▶ Required work
All of the data below should come back exactly as written, minus its images.

▶ Photo-based referring expression data
________________

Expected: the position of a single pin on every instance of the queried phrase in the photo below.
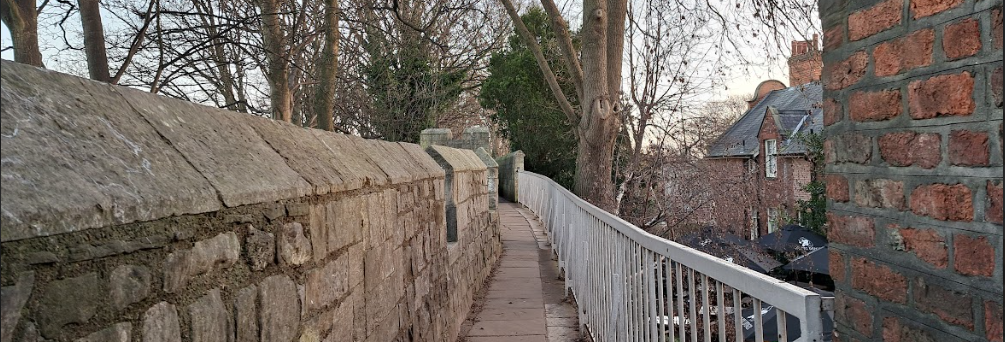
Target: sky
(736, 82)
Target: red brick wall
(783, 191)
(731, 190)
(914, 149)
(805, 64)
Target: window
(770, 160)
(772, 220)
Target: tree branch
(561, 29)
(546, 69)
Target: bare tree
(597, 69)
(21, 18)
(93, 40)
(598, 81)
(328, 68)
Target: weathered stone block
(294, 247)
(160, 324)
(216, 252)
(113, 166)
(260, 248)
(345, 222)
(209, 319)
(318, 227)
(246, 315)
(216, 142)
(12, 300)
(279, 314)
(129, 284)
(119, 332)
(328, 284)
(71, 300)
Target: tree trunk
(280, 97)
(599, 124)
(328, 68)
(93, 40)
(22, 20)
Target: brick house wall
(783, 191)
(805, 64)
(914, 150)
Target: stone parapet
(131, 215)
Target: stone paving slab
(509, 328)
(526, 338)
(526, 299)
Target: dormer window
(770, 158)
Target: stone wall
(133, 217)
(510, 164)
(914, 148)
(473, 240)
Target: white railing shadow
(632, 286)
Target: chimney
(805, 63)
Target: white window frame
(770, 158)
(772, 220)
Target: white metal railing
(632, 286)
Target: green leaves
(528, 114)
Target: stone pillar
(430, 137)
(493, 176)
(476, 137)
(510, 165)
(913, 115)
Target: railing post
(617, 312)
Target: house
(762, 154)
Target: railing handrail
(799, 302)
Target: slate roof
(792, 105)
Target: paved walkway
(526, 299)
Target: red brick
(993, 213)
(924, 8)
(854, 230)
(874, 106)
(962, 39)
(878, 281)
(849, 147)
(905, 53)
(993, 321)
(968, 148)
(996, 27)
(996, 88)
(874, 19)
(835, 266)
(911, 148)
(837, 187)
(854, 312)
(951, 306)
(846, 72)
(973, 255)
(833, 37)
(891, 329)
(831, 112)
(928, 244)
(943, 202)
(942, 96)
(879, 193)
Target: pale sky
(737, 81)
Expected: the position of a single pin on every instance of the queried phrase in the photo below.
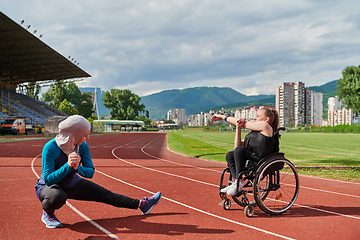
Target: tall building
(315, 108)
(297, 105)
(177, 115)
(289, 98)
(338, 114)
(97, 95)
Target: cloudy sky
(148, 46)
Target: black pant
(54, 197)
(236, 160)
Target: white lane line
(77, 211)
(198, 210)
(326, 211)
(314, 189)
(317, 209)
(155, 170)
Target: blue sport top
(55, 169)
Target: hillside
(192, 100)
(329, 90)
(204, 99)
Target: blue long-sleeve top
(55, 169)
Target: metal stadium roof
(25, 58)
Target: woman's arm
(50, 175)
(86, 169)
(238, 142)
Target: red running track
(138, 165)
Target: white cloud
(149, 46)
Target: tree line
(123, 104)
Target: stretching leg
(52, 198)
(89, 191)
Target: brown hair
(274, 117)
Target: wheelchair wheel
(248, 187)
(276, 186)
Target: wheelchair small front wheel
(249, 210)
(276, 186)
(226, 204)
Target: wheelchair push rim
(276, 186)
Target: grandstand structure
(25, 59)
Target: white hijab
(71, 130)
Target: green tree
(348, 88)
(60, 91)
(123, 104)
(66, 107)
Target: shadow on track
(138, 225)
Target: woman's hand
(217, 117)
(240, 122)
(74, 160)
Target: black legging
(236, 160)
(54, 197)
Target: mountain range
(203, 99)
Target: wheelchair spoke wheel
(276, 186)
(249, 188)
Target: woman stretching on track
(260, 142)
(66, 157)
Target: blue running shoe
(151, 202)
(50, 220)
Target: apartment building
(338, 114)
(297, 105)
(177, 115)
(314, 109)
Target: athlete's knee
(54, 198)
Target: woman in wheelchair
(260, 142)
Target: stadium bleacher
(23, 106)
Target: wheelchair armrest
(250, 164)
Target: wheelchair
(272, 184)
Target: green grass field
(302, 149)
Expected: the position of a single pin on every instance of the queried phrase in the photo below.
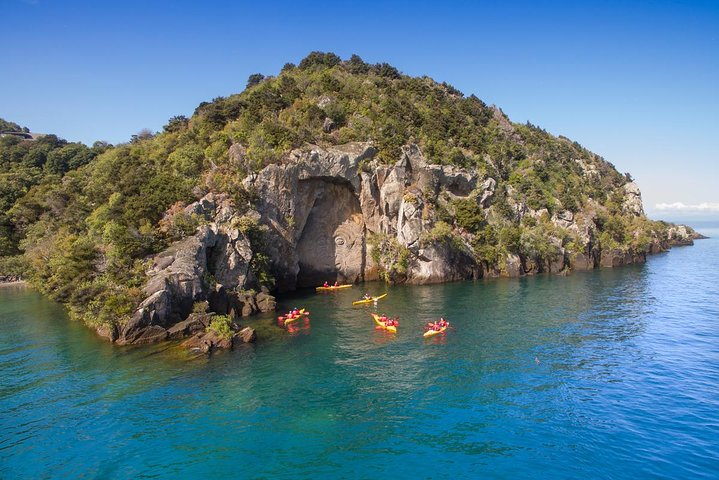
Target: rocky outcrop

________________

▶ Exercise answer
Expected: the position of a single pin on every instance of the queried phrase in the photo below.
Target: sky
(736, 82)
Target: red brick wall
(783, 191)
(731, 190)
(914, 149)
(805, 64)
Target: window
(770, 160)
(772, 220)
Target: tree branch
(561, 29)
(546, 69)
Target: bare tree
(597, 69)
(21, 18)
(93, 40)
(598, 81)
(328, 68)
Target: weathered stone block
(294, 247)
(160, 324)
(216, 252)
(113, 166)
(260, 248)
(345, 222)
(209, 319)
(318, 227)
(246, 315)
(216, 142)
(12, 300)
(279, 314)
(129, 284)
(119, 332)
(328, 284)
(71, 300)
Target: tree trunk
(280, 97)
(599, 124)
(328, 68)
(93, 40)
(22, 20)
Target: brick house wall
(783, 191)
(805, 64)
(914, 150)
Target: stone parapet
(131, 215)
Target: stone paving slab
(509, 328)
(526, 338)
(526, 299)
Target: dormer window
(770, 158)
Target: stone wall
(133, 217)
(510, 164)
(914, 148)
(473, 240)
Target: white railing shadow
(632, 286)
Target: chimney
(805, 63)
Target: white window frame
(770, 158)
(772, 220)
Target: white metal railing
(632, 286)
Target: green leaves
(528, 114)
Target: stone pillar
(430, 137)
(493, 176)
(476, 137)
(510, 165)
(913, 115)
Target: railing post
(617, 312)
Target: house
(762, 154)
Target: railing handrail
(799, 302)
Target: slate roof
(792, 105)
Target: paved walkway
(526, 299)
Target: red brick
(993, 213)
(924, 8)
(854, 230)
(874, 106)
(962, 39)
(878, 281)
(849, 147)
(905, 53)
(993, 321)
(968, 148)
(996, 27)
(996, 88)
(874, 19)
(835, 266)
(911, 148)
(837, 187)
(854, 312)
(951, 306)
(846, 72)
(973, 255)
(833, 37)
(891, 329)
(831, 112)
(928, 244)
(943, 202)
(942, 96)
(879, 193)
Target: pale sky
(737, 81)
Expected: the position of a single pin on every instance of the queried phrase in the photo below.
Target: tall building
(315, 108)
(297, 105)
(177, 115)
(289, 98)
(338, 114)
(97, 95)
Target: cloudy sky
(148, 46)
Target: black pant
(54, 197)
(236, 160)
Target: white lane line
(77, 211)
(198, 210)
(326, 211)
(314, 189)
(317, 209)
(155, 170)
Target: blue sport top
(55, 169)
Target: hillside
(192, 100)
(329, 90)
(204, 99)
Target: blue long-sleeve top
(55, 169)
Target: metal stadium roof
(25, 58)
Target: woman's arm
(50, 175)
(86, 169)
(238, 142)
Target: red running track
(138, 165)
Target: white cloud
(149, 46)
Target: tree line
(123, 104)
Target: stretching leg
(52, 198)
(89, 191)
Target: brown hair
(274, 117)
Target: wheelchair wheel
(248, 187)
(276, 186)
Target: wheelchair small front wheel
(249, 210)
(276, 186)
(226, 204)
Target: wheelchair push rim
(276, 186)
Target: grandstand structure
(25, 59)
Target: white hijab
(71, 130)
Target: green tree
(348, 88)
(60, 91)
(123, 104)
(66, 107)
Target: shadow on track
(138, 225)
Target: woman's hand
(217, 117)
(240, 122)
(74, 160)
Target: black legging
(236, 160)
(54, 197)
Target: mountain range
(203, 99)
Target: wheelchair spoke wheel
(276, 186)
(249, 188)
Target: woman stretching on track
(260, 142)
(66, 157)
Target: blue running shoe
(151, 202)
(50, 220)
Target: apartment building
(338, 114)
(297, 105)
(177, 115)
(314, 109)
Target: athlete's knee
(54, 198)
Target: woman in wheelchair
(260, 142)
Target: stadium bleacher
(23, 106)
Target: wheelchair armrest
(250, 164)
Target: wheelchair
(272, 184)
Target: green grass field
(302, 149)
Expected: the position of a single pin on every instance of the queried phrase in the photo below.
Target: rocky outcrop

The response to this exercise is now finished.